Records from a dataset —

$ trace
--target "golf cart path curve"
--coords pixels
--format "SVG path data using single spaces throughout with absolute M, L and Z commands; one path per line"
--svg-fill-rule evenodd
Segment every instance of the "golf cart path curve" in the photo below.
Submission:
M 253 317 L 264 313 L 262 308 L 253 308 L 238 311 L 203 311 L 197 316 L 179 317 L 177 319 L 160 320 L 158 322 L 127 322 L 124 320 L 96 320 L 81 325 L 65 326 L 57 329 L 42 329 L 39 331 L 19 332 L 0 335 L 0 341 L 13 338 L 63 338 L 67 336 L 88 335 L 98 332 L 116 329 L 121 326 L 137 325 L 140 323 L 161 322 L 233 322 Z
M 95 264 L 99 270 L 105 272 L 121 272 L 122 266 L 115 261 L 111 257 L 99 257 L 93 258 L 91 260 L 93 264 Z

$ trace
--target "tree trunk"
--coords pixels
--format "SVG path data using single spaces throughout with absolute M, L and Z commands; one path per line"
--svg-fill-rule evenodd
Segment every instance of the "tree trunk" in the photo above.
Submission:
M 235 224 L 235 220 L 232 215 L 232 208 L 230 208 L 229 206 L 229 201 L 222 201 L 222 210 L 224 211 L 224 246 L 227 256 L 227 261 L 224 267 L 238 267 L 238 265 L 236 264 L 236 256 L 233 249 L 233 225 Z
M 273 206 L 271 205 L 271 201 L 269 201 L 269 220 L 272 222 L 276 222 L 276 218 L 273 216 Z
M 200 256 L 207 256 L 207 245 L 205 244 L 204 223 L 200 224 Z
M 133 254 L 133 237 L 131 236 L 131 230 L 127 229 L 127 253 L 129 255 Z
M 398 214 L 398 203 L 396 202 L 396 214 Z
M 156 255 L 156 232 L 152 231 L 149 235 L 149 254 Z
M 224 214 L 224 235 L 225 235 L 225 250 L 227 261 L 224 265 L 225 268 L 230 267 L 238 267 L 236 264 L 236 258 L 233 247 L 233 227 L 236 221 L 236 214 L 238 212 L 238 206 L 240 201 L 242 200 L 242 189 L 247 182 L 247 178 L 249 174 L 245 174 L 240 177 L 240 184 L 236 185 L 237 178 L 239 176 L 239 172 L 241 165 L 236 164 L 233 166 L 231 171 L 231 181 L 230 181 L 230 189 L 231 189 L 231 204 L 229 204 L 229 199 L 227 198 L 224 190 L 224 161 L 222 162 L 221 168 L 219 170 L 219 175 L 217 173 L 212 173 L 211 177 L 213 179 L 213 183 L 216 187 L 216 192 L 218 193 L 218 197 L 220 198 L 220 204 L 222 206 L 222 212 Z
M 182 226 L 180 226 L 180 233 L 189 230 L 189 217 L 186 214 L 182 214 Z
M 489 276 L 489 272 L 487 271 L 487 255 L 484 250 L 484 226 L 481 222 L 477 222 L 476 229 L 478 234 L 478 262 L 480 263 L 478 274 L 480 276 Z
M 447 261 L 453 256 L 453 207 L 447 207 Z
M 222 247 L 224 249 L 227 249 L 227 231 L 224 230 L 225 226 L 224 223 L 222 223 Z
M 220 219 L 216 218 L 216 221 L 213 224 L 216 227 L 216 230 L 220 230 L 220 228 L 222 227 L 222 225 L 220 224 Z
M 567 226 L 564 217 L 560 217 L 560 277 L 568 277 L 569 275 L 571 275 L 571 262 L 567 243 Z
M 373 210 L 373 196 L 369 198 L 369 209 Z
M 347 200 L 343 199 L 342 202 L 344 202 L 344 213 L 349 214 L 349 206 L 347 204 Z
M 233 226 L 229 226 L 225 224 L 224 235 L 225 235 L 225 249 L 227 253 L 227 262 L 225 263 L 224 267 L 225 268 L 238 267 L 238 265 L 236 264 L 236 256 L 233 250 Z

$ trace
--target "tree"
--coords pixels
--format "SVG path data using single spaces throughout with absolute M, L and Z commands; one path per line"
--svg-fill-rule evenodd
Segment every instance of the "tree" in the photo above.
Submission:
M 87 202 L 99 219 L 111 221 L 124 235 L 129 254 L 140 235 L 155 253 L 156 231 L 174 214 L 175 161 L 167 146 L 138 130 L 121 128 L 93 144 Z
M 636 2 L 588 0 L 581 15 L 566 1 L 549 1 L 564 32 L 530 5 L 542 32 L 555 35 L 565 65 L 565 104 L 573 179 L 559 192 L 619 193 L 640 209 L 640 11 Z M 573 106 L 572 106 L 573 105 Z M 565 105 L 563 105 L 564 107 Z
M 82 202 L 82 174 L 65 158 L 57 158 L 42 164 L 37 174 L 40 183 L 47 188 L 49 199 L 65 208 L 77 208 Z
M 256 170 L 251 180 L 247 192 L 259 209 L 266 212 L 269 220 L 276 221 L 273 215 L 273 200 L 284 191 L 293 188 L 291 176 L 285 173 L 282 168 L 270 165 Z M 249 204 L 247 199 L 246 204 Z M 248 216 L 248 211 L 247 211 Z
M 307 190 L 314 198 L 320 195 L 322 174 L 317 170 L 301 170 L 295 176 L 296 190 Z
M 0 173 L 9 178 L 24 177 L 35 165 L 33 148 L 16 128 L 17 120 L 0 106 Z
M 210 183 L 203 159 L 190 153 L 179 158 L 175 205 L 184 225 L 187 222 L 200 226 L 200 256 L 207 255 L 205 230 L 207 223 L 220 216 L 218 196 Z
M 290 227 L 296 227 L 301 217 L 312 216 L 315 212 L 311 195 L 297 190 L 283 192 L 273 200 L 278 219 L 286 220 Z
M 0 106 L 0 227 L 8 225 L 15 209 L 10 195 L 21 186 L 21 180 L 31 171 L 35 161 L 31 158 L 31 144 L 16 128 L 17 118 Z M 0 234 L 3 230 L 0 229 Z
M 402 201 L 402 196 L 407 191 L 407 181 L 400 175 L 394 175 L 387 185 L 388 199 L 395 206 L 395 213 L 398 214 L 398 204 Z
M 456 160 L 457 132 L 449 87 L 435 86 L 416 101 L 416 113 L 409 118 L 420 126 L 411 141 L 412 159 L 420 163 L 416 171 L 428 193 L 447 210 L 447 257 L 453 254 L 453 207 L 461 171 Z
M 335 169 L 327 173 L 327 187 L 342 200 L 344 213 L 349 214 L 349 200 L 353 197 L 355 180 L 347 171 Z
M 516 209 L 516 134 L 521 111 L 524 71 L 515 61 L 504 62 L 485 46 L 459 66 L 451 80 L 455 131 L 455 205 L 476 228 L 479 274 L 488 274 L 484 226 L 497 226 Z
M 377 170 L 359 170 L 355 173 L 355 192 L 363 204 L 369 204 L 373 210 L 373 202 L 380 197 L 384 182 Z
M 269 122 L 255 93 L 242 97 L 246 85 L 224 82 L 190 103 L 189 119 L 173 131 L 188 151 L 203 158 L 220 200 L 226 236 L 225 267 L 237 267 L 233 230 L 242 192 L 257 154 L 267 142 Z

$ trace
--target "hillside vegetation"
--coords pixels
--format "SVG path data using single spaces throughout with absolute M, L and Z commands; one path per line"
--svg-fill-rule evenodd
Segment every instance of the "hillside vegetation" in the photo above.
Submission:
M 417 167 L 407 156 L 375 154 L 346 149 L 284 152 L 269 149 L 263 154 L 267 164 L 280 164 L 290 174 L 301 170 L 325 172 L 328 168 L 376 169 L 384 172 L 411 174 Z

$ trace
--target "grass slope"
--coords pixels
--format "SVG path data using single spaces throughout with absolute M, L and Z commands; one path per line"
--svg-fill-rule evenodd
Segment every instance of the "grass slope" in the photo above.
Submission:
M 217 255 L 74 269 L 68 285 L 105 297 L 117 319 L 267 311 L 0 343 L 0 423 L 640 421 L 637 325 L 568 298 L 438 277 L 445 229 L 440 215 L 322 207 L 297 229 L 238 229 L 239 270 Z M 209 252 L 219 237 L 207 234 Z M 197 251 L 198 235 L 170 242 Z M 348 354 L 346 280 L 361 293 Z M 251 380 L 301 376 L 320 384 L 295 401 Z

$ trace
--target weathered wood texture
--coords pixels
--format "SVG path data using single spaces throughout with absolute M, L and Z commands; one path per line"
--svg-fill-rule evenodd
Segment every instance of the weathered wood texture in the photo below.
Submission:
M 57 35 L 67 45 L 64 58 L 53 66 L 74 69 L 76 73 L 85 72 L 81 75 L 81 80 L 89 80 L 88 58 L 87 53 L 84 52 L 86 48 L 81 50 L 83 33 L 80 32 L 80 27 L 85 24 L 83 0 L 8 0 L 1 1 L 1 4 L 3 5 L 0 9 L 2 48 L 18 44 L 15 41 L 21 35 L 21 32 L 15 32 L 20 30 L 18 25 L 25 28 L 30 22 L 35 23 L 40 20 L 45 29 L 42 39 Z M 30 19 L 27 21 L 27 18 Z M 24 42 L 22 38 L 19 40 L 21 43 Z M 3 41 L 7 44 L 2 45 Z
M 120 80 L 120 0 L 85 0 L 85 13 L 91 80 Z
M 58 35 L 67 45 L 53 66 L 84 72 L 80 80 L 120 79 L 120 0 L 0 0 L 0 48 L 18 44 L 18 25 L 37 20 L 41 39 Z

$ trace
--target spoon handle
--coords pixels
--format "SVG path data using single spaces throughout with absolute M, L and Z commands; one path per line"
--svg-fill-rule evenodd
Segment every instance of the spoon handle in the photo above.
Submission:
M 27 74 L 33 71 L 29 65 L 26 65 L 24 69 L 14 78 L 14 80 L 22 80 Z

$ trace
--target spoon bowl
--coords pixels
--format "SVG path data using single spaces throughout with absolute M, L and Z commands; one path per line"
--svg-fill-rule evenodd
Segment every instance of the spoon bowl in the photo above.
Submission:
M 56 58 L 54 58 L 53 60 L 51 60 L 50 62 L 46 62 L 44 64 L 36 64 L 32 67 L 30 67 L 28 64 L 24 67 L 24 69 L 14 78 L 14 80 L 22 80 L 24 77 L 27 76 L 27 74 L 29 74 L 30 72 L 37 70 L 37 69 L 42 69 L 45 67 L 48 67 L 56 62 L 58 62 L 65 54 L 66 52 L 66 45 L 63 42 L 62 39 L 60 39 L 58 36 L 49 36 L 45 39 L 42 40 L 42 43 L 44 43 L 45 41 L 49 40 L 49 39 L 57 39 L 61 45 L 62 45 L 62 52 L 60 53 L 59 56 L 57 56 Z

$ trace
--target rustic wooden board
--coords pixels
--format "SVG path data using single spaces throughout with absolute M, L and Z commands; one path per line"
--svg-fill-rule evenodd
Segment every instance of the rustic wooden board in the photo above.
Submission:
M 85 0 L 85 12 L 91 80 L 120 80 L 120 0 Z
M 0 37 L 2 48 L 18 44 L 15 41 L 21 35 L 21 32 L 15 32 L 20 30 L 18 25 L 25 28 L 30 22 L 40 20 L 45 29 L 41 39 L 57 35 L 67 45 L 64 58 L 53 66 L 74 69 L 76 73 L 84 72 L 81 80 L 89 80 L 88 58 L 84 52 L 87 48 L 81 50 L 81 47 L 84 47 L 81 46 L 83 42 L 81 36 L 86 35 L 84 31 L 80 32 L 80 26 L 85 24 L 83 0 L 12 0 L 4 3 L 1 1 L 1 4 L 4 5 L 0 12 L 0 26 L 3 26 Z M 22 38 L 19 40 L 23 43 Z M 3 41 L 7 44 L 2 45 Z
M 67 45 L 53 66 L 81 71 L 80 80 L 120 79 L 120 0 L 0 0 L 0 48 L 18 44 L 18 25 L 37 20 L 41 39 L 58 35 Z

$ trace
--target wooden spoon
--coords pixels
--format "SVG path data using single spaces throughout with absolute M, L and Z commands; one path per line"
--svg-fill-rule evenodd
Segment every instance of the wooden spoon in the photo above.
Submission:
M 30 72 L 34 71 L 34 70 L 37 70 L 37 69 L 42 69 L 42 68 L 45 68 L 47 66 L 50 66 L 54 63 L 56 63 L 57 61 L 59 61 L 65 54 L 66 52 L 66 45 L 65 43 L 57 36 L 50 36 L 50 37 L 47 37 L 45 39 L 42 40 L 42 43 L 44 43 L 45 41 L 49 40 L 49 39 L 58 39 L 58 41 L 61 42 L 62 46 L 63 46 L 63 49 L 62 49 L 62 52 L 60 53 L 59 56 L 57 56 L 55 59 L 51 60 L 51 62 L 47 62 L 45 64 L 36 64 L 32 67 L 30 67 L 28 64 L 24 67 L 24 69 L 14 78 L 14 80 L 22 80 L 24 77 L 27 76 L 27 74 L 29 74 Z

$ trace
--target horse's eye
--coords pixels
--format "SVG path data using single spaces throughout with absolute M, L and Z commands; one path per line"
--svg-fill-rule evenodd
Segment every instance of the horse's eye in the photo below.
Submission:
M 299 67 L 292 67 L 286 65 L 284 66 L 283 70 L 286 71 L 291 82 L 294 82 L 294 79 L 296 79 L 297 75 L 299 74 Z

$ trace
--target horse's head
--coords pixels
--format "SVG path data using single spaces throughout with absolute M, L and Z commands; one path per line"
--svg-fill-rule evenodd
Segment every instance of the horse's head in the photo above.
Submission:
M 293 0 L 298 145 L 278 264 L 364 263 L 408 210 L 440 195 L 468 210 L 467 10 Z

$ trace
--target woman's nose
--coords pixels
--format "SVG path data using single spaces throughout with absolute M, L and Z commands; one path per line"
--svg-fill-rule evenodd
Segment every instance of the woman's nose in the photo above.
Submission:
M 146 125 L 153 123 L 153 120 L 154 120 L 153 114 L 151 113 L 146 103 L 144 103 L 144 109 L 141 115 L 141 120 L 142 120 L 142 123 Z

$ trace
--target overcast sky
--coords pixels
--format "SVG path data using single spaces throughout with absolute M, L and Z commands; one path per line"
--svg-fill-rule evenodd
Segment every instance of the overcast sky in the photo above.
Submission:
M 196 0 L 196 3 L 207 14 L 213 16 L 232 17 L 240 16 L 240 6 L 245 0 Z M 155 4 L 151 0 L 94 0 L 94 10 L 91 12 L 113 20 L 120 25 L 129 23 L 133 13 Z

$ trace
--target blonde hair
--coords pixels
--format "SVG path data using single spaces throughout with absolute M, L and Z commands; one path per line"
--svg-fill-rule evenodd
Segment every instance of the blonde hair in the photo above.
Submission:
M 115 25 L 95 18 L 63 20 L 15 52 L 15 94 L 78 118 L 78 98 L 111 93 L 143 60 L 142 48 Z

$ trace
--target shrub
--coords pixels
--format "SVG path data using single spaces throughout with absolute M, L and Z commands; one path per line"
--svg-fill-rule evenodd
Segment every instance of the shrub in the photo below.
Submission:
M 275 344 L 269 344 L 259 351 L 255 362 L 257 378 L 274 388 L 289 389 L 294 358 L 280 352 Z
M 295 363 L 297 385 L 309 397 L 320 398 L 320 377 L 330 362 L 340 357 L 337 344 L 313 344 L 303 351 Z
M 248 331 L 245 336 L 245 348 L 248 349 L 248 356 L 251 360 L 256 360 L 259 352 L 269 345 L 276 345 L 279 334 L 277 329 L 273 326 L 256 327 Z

Task directions — Your answer must be the line containing "Segment every instance of the shrub" through the last line above, copied exactly, with nothing added.

Answer to the exercise —
Segment every instance of the shrub in the photo below.
Submission:
M 275 344 L 269 344 L 259 351 L 255 362 L 257 378 L 274 388 L 289 389 L 294 358 L 280 352 Z
M 295 363 L 297 385 L 309 397 L 320 398 L 320 377 L 330 362 L 340 357 L 337 344 L 313 344 L 303 351 Z
M 248 331 L 245 336 L 245 348 L 248 349 L 248 356 L 251 360 L 256 360 L 259 352 L 269 345 L 276 345 L 279 334 L 277 329 L 273 326 L 256 327 Z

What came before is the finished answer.